━━━ TASK MATERIAL ━━━

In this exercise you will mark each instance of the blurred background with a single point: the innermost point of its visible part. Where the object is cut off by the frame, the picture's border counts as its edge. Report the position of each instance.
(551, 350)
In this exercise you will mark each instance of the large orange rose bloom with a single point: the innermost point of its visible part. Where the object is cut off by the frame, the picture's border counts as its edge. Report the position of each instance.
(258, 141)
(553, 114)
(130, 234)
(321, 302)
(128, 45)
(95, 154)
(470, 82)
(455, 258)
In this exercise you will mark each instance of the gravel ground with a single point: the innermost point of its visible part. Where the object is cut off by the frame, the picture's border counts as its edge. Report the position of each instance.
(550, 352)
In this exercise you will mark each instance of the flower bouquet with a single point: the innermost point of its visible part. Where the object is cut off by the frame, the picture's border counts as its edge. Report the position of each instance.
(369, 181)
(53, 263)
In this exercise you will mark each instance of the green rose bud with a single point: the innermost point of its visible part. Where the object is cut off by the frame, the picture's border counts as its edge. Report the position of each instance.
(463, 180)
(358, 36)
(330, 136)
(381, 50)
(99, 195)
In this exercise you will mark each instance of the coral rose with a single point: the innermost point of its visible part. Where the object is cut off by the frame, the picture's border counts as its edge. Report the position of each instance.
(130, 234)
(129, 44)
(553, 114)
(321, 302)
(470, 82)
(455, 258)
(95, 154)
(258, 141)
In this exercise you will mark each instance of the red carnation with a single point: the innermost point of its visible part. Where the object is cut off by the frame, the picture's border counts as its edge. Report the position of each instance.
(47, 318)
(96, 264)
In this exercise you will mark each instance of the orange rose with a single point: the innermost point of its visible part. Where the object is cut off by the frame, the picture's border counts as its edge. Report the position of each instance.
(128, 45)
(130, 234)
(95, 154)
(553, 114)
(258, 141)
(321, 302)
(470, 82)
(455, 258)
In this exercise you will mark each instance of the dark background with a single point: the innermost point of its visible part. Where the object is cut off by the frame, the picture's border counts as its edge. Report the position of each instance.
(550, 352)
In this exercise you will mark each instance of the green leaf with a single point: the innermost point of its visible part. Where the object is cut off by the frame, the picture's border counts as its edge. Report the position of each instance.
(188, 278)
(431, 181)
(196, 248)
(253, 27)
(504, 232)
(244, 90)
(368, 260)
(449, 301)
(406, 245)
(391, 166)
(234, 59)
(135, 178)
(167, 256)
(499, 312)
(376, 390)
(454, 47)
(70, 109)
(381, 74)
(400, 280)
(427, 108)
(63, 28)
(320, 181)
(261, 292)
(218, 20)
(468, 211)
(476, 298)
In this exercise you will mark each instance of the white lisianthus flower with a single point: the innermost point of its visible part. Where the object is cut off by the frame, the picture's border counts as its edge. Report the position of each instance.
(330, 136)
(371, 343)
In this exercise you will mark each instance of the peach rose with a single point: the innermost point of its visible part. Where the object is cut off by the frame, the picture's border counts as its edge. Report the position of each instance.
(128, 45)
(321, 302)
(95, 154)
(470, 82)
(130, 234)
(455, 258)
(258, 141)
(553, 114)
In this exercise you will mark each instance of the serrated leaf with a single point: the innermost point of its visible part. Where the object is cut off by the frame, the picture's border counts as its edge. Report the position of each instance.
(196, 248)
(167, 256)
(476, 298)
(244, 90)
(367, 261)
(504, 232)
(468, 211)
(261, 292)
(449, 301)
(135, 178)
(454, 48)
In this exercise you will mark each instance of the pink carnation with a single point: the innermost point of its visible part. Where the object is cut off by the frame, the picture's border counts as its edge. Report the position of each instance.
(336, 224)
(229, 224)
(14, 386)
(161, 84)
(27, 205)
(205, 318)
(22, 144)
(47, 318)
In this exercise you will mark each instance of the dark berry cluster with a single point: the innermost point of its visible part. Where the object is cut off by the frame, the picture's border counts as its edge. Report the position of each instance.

━━━

All of the entries above need to be reproduced exactly.

In this exercise you will mark each instance of the blurred background with a single point: the innermost point of its visible part. Where the object is cut off by the frame, the picture's border counts as its edge. Report the position of each instance.
(551, 350)
In this exercise you will mark each instance of the large orange rose bloom with a single point: the innermost point of its visible part. Where the object is cut off by the frame, the picture's border counts as its edge. Report the position of each instance.
(258, 141)
(553, 114)
(130, 234)
(321, 302)
(128, 45)
(95, 154)
(470, 82)
(455, 258)
In this exercise you will mark each instance of the gravel ground with a single point: the innermost point of its visible part. Where the object is cut off by the frame, the picture's border counts as its edge. Report the position of each instance.
(550, 352)
In this exercise you will mark each instance of the flower bouquet with a single point: the innermost point of its visible part. Where the object is cut off by the frame, the picture's border counts as its edge. Report the position of each instance.
(369, 181)
(53, 263)
In this exercise you will mark each instance of the green rose bud with a single point: the innermost point of its visible part. Where the object is cut off by the frame, the picture's border counts as its edge. Report the position of each instance.
(463, 180)
(358, 36)
(330, 136)
(381, 50)
(99, 195)
In this exercise you will mark each instance of the coral rose with a single point: the innermost point of its visible part. Where the object is cut off by the frame, the picture's border counts as its edge. Report the position of each instance.
(130, 234)
(129, 44)
(553, 114)
(321, 302)
(470, 82)
(455, 258)
(95, 154)
(258, 141)
In this exercise you will mark each instance of the red carnation with a single point: the innermost point of its visible part. Where the object is cut off by the frame, the picture's border counts as its edge. Report the position of each instance.
(47, 318)
(96, 264)
In this exercise you will mark each instance of the orange rose with a single point: the innermost point of its visible part. Where the object is cut off by the frame, the picture's border counts as its edge. Report the position of each instance.
(128, 45)
(130, 234)
(95, 154)
(553, 114)
(258, 141)
(321, 302)
(470, 82)
(455, 258)
In this exercise you will mark each instance of the dark background with a single point: the innermost point of its visible part. Where the object is cut off by the frame, the picture's border counts as its edge. Report the position of each instance.
(550, 352)
In this exercise you will mark each instance of the green leaf with a single point: the innermost point of its visible part. Where the object is cut off by the frame, the picture's border counts as its edge. Report the position of each instance.
(188, 278)
(431, 181)
(196, 248)
(253, 27)
(504, 232)
(244, 90)
(368, 260)
(449, 301)
(406, 245)
(391, 166)
(234, 59)
(135, 178)
(167, 256)
(499, 312)
(376, 390)
(454, 47)
(70, 109)
(381, 74)
(400, 280)
(427, 108)
(63, 28)
(320, 181)
(261, 292)
(218, 20)
(468, 211)
(476, 298)
In this exercise you will mark each instance of the white lisianthus flower with a single point: the innermost point of its visible part. Where the object is cut off by the frame, the picture's border counts as its edge. Report the position of each instance.
(330, 136)
(371, 343)
In this exercise you will mark each instance of the peach rose with a single point: the innermost point of its visible part. Where the object is cut off by the frame, the picture's border counts as its edge. Report the position of each instance.
(128, 45)
(321, 302)
(95, 154)
(470, 82)
(130, 234)
(455, 258)
(258, 141)
(553, 114)
In this exercise you will mark each instance of the serrated leaf with a single point: the innermost point of its visible part. Where the object is cut off by the frame, the picture's border counts as its edge. Report the position of each instance.
(196, 248)
(167, 256)
(476, 298)
(244, 90)
(367, 261)
(504, 232)
(468, 211)
(261, 292)
(449, 301)
(135, 178)
(454, 48)
In this exercise you will mark each instance of the pink carnation with a single point: the innermost point of its visible part. Where the object is cut off by the frame, the picture's border counts as its edge. Report the position of each instance.
(336, 224)
(229, 224)
(14, 386)
(161, 84)
(27, 205)
(205, 318)
(22, 144)
(47, 318)
In this exercise you will mark each instance of the dark berry cluster with a single point: the innermost point of its visible part. Where the object is cut off by the frame, the picture's border counts as its edge. Report the position of each instance.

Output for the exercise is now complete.